• _本文_:
|---|

礼拝説教要旨(2013.05.12) 
驚きのある人生への招き
(ヨハネ4:1〜42) 吉枝隆邦師

私たちの人生に「驚き」はしばしばやってきます。思いがけない出来事に驚いて喜んだり悲しんだりしています。かなり前の土曜日に国際hi-b.a.が主催してアロハナイトと言う集会が渋谷のhi-b.a.センターで行われました。日本のhi-b.a.と協力して行ったのですが、飯塚りりこという姉妹がプログラムのほとんどの時間でハワイから来た夫妻の伴奏と組んで賛美フラのソロを踊っていました。この人は日本hi-b.a.の卒業生で、その10年あまり前に彼女のお姉さんから妹を紹介されて「リリコは将来歌手になりたいと思っているんです」と言われて「本当に大丈夫なのかしら」と危ぶんだものでした。あれから10年以上経って、少し道は違ったけど、その妹が立派に賛美フラのダンサーとして踊っているのを見て、うれしい驚きに満たされました。同時に彼女のhi-b.a.時代の二人の同期生が彼女の賛美フラを見に来ているのに会ってまたもや嬉しい驚きを経験しました。私の集会の卒業生ではなかったけれど、一人の姉妹のお母さんは私の集会の生徒でした。この二人はリリコと今も連絡を取り続けているそうで何かあれば駆けつけるというような仲だそうでした。感謝を伴った驚きでした。

|---|

• _提供データ_:
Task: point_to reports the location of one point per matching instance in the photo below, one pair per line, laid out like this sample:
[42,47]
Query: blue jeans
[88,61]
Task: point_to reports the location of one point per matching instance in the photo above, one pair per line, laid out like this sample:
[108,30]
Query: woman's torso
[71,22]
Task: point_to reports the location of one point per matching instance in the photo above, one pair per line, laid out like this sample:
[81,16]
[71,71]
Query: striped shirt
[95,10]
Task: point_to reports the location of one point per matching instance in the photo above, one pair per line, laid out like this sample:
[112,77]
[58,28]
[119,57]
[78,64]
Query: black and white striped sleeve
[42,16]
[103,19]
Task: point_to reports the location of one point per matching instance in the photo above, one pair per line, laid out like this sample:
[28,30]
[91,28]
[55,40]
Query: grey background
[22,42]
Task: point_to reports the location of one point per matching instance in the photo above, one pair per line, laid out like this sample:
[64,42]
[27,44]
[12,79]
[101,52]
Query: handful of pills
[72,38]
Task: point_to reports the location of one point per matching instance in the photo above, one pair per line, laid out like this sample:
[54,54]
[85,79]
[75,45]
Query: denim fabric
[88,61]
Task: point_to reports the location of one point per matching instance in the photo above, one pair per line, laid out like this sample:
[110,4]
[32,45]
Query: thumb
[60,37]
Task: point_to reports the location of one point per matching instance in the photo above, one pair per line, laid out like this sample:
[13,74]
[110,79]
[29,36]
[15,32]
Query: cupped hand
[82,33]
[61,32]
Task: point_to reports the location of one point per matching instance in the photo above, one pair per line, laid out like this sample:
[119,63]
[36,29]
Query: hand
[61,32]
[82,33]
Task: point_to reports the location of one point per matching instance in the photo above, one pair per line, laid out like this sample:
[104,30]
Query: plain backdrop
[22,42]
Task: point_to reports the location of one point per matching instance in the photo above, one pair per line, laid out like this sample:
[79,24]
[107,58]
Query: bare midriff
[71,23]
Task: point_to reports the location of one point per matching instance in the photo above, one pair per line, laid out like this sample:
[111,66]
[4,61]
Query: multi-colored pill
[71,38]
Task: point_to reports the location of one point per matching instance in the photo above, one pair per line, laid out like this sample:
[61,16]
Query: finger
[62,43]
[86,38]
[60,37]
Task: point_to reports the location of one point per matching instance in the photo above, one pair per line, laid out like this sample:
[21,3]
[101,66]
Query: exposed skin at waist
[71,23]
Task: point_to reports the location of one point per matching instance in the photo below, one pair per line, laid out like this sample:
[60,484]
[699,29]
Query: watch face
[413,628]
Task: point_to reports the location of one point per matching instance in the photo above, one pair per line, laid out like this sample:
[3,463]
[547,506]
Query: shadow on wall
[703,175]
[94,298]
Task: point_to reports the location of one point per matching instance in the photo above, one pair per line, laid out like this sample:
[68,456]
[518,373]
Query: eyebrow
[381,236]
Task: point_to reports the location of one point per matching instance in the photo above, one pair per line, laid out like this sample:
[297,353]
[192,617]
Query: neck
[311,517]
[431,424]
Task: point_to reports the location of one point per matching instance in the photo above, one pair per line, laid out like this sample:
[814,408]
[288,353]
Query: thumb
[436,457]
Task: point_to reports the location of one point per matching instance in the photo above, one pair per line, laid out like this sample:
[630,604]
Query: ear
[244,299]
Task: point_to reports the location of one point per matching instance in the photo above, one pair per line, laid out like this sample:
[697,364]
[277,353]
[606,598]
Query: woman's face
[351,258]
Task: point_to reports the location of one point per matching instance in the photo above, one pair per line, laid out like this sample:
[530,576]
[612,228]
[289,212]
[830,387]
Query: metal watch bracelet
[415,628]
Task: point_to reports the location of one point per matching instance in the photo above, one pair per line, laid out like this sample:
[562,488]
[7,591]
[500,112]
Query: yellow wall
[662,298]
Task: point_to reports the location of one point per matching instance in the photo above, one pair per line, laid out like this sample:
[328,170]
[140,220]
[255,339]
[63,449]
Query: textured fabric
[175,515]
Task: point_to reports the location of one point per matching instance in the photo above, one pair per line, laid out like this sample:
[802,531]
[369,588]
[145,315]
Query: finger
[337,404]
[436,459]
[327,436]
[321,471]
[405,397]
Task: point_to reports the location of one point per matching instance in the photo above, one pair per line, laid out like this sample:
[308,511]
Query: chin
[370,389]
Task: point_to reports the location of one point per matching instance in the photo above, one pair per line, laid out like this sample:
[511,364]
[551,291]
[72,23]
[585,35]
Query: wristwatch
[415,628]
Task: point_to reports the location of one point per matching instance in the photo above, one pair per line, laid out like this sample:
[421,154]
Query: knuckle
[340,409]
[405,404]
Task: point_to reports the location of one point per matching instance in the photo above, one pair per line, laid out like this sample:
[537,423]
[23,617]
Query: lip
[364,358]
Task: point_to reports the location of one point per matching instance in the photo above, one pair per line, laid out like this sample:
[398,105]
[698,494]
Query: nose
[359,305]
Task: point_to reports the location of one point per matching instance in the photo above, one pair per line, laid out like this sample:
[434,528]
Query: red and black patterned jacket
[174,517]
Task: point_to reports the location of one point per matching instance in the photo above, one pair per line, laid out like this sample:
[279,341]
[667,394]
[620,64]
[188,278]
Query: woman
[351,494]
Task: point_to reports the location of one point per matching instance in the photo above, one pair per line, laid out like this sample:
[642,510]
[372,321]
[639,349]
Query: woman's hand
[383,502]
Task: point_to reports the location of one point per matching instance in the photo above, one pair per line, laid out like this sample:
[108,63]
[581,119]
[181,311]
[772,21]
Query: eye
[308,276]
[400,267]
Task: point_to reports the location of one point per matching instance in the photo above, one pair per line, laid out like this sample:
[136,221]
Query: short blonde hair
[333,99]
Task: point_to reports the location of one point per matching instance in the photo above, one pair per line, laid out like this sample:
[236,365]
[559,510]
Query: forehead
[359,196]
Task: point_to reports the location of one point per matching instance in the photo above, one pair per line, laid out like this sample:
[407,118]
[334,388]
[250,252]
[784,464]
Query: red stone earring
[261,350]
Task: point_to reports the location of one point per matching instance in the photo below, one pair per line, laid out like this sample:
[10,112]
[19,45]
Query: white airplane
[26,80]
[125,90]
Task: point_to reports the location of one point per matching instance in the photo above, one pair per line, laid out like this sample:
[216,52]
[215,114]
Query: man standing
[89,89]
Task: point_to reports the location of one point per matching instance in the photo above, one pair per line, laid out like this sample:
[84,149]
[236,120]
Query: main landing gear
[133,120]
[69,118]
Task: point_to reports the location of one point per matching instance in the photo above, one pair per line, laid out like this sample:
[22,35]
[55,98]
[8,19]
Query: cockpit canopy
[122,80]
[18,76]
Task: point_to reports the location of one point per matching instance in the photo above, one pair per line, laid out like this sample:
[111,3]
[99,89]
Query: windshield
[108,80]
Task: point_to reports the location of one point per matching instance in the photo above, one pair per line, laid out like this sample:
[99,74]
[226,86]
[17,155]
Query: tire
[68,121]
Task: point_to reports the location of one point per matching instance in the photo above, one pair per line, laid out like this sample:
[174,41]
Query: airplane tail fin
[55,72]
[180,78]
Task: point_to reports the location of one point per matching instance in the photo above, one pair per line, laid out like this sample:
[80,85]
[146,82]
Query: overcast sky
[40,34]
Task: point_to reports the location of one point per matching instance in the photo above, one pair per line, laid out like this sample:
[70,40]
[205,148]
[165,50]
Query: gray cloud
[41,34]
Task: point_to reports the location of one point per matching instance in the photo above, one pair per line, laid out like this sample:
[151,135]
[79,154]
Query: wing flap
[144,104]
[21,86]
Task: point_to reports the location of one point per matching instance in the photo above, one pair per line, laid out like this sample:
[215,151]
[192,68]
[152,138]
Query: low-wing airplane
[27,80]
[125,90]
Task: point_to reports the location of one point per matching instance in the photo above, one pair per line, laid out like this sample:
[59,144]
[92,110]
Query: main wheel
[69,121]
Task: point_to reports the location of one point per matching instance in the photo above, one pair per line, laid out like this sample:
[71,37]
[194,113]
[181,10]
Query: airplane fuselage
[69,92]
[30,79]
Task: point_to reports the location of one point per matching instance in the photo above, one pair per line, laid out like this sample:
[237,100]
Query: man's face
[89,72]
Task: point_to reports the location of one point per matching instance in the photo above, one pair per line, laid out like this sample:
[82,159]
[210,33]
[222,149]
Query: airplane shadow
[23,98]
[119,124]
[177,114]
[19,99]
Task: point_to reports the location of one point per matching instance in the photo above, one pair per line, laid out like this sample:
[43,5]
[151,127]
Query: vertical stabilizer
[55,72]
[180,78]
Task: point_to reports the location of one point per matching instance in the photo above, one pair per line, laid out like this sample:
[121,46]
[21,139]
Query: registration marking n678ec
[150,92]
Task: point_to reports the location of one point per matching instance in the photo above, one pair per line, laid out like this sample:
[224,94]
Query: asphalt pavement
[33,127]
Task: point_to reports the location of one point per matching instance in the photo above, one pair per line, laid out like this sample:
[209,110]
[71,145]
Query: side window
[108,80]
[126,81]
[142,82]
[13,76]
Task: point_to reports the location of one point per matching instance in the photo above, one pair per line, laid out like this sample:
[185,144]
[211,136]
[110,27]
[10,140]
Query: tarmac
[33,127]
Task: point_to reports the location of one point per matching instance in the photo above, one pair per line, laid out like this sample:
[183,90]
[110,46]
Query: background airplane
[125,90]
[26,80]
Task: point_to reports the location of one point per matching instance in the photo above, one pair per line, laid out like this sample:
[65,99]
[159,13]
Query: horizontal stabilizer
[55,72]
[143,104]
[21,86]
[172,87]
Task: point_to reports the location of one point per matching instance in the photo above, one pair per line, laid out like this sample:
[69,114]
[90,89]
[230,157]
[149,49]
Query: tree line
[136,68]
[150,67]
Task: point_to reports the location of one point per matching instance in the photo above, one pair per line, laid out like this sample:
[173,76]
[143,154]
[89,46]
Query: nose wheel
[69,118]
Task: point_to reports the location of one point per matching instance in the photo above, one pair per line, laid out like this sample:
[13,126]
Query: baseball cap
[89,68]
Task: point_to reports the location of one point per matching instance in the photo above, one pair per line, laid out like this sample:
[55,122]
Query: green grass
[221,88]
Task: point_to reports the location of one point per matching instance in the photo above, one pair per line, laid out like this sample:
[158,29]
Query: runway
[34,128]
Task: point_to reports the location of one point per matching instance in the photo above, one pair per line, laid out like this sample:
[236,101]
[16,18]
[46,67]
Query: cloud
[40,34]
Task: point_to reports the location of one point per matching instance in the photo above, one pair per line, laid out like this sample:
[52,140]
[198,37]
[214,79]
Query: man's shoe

|---|

• _取り組む課題_:
1. 本文の内容を二文で要約しなさい。
2. 本文中の「あれから10年以上経って、少し道は違ったけど、その妹が立派に賛美フラのダンサーとして踊っているのを見て、うれしい驚きに満たされました。」という一文を英語に訳しなさい。

• _解答例_:
1. 私たちの人生には思いがけない「驚き」がしばしば訪れるが、筆者は渋谷のhi-b.a.センターで行われたアロハナイトで、かつて歌手志望を危ぶんだ飯塚りりこが賛美フラのダンサーとして立派に踊る姿を見て、うれしい驚きに満たされた。さらに、彼女のhi-b.a.時代の同期生二人が踊りを見に来ており、今も連絡を取り続けて何かあれば駆けつける仲だと知って、感謝を伴った驚きを経験した。

2. More than ten years have passed since then, and though her path turned out a little different, seeing that younger sister dancing splendidly as a praise hula dancer filled me with joyful surprise.